* Stated goal 1: Summarize the article on business laws for entrepreneurs in two sentences.
* Stated goal 2: Write a continuation of the article on business laws for entrepreneurs, picking up after its final sentence.

# Excerpt to read start

Note – I in the article refers to Clay. Some of his views might be only applicable for US based startups.

He shares  sixteen Business laws every Entrepreneur should know. So let’s get started with his guest article.

Action is the real measure of intelligence : Napoleon Hill

After consulting countless entrepreneurs in nearly every industry imaginable, I have found the following universal business laws that successful entrepreneurs follow and you should too –

Dream big and then focus on turning those big ideas into small action steps

You have to begin with the end goal in mind, knowing that a goal is a dream with a deadline. You must believe and understand that if you do not impose a deadline for your dreams on yourself, your dreams will never become reality because they will never get done. You must learn to break down your big ideas into the small actionable items needed to get things done. This is skill that you can learn and a skill that is taught in the book Scale by Jeff Hoffman and David Finkel.

Learn to sell or your business will go to hell

If you can’t sell your product, it goes from being an asset to a liability. Learn to sell, partner with someone who can sell, or learn to be poor. And when I say “learn to sell” I realize that most people (not you) immediately formulate a mental picture a man similar to the sales hack below. My friend, the man featured below is not selling, he demonstrating high-pressure “jackassery” in combination with a lack of tact, knowledge and skill.

If you are serious about learning to sell make sure to read Soft Selling In A Hard World by Jerry Vass, Ultimate Sales Machine by Chet Holmes, The New Conceptual Selling by Robert Miller and Relationship Selling by Jim Cathcart. There are as many highly-skilled natural sales people as there are natural cricket players or American-style football players. Learn to sell or you will come across like the man below.

Over deliver and you will soon be over paid

Over deliver on promises and deadlines. Show up early, deliver your product early, and deliver more than you promised. Over deliver now and in the future, and you will be overpaid. My friend this concept of over-delivery and forming the “Habit of Doing More Than Paid For” is described in great detail by Napoleon Hill in his bestselling book, Think and Grow Rich. The habit of doing less than paid for and always doing everything a day late or just in time and slightly wrong is taught by everyone else. Don’t do what everyone else is doing if you want to get paid like the top 5%.

Always deliver on your promises

Even when it’s not fun, easy, or conveniently affordable, you must deliver on your promises. Build a foundation for success around a solid reputation so that you can exponentially grow your level of compensation. Most entrepreneurs really struggle with this and it’s usually a result of poor organization habits. If you are choosing to be disorganized you are going to start dropping the ball and forgetting to complete tasks.

To be a successful entrepreneur you must have a maniacal focus on details. Most struggling entrepreneurs are visionary generalists who lack the discipline needed to sit down, shut up and write down all of the actionable details needed to move from point A to point B. However, ALL SUCCESSFUL ENTREPRENEURS IN THE HISTORY OF THIS GREAT PLANET are either phenomenal when it comes writing out the specific details or they have hired someone on their team who is phenomenal with the details. Steve Jobs, the co-founder of Apple was correct when he once said – This is what customers pay us for – to sweat all these details so it’s easy and pleasant for them to use our computers.

# Excerpt to read end
# Collected material start

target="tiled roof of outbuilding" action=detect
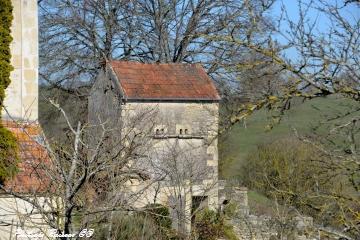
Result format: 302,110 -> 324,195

# Collected material end

* Task answer 1: Drawing on his experience consulting countless entrepreneurs, Clay presents universal business laws that successful entrepreneurs follow, beginning with dreaming big, setting deadlines, and breaking big ideas into small action steps. He also urges entrepreneurs to learn to sell, to over deliver on promises and deadlines, and to always keep their promises, which requires good organization and a maniacal focus on details.

* Task answer 2:
Standardize everything

Common sense is not common; thus, you must create duplicable processes for every facet of your business. Think like GE, Southwest, and QuikTrip; not like some ridiculous and perpetually-just-barely-surviving-bait-shop-or-taco-truck. My friend mentally marinate on this for a moment.

Warren Buffet, who is one of the world’s wealthiest people and arguable the most successful investor of all time said, “I try to buy stock in businesses that are so wonderful that an idiot can run them. Because sooner or later, one will.” What does this mean? It means that you must build your business based around standardized systems that work and not around the minds of people who will go and go.


Pursue practical learning with a passion

Reading all of the Lord of the Rings books cover-to-cover does not count. Becoming successful is not complicated. In order to experience success you must passionately study successful people. Then, you must relentlessly and diligently do what the successful people did to become successful starting today. The bestselling author and renowned business speaker Brian Tracy was correct when he once wrote, “No one lives long enough to learn everything they need to learn starting from scratch. To be successful, we absolutely, positively have to find people who have already paid the price to learn the things that we need to learn to achieve our goals.”

Develop sustainable and mutually beneficial relationships

Only engage in mutually beneficial relationships with everyone. If you take advantage of somebody today, then you are really hurting yourself in the long run. If you develop sincere, mutually beneficial relationships with your customers based on habit of doing more than paid for with both your products and services, then you will exponentially grow your customer base. You must assume that your customers, partners, investors and every person that you and your business comes in contact with is thinking like the late great self-made millionaire Andrew Carnegie when he once said, “As I grow older, I pay less attention to what men say. I just watch what they do.”

Differentiate your team members

Get the right people on the bus and then get the bus moving toward your goal. As you progress forward, reward your top people and remove negative or bottom performing people systematically. If you don’t fire cultural destroyers and your worst employees then your best employees won’t want to work with you and your customers will simply spend their money somewhere else once they discover the subpar levels of quality that you provide to them.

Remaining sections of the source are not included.